-------- The records

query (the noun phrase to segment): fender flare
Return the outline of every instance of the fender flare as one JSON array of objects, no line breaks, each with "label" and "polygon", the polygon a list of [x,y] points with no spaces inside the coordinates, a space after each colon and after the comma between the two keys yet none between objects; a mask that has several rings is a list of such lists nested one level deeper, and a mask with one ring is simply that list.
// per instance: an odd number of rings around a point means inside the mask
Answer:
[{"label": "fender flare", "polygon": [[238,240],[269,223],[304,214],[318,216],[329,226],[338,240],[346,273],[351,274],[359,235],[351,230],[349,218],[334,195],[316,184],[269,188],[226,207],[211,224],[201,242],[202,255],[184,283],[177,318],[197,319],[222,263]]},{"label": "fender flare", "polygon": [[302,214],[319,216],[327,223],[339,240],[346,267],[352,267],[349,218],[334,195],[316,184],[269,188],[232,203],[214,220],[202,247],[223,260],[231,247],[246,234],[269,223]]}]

----------------
-------- The records

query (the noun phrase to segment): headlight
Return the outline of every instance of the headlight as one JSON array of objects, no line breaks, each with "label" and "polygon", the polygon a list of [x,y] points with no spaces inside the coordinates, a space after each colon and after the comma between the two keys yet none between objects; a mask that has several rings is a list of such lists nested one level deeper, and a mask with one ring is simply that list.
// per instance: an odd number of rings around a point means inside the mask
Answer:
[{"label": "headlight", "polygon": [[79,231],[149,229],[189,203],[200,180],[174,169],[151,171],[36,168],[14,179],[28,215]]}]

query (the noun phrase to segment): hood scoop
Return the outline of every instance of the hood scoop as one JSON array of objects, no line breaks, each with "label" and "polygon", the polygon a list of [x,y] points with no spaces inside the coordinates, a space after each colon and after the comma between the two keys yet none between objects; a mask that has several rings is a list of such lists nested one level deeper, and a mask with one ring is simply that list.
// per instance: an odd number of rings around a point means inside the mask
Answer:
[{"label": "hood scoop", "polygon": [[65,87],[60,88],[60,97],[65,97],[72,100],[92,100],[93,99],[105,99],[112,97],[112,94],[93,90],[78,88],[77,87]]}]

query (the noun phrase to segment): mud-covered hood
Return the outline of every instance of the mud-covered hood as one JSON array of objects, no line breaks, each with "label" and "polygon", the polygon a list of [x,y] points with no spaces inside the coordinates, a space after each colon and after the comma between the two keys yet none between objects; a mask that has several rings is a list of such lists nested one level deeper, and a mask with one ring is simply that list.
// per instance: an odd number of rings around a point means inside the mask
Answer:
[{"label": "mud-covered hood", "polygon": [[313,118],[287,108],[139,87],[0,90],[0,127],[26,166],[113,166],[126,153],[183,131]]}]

----------------
-------- The records

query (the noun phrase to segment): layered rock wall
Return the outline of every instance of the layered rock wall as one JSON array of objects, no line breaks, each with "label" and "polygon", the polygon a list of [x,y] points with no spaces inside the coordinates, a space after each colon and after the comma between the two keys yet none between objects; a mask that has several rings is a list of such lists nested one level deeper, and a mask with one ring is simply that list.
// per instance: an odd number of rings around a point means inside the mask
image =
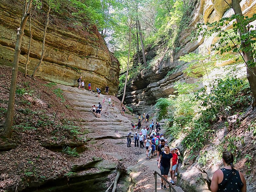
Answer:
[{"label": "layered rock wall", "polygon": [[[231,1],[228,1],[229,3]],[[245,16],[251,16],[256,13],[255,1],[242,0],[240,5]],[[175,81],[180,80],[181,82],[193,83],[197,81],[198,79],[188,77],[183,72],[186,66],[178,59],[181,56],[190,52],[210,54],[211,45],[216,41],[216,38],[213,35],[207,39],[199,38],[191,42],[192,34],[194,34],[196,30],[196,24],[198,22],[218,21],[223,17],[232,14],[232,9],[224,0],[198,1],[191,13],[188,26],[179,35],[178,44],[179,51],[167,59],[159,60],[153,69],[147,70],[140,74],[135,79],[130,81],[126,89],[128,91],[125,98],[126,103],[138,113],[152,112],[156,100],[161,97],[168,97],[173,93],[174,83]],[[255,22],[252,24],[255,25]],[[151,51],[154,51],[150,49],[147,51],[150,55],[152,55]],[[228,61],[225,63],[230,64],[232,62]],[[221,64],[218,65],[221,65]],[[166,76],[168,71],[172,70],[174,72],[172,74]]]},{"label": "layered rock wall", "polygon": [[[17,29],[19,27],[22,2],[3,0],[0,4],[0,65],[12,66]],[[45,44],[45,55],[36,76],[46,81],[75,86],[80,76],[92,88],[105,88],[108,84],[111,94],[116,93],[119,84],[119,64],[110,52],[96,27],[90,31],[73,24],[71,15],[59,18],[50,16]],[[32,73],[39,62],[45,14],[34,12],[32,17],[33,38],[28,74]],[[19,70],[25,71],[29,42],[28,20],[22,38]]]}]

----------------

- _Given exercise_: Gather every line of the listing that contains the string "phrase". Treat uppercase and lowercase as different.

- _Written solution_:
query (the noun phrase to segment): fender flare
query (the noun phrase to segment): headlight
query (the noun phrase to segment): hood scoop
query (the noun phrase to segment): mud-covered hood
query (the noun phrase to segment): layered rock wall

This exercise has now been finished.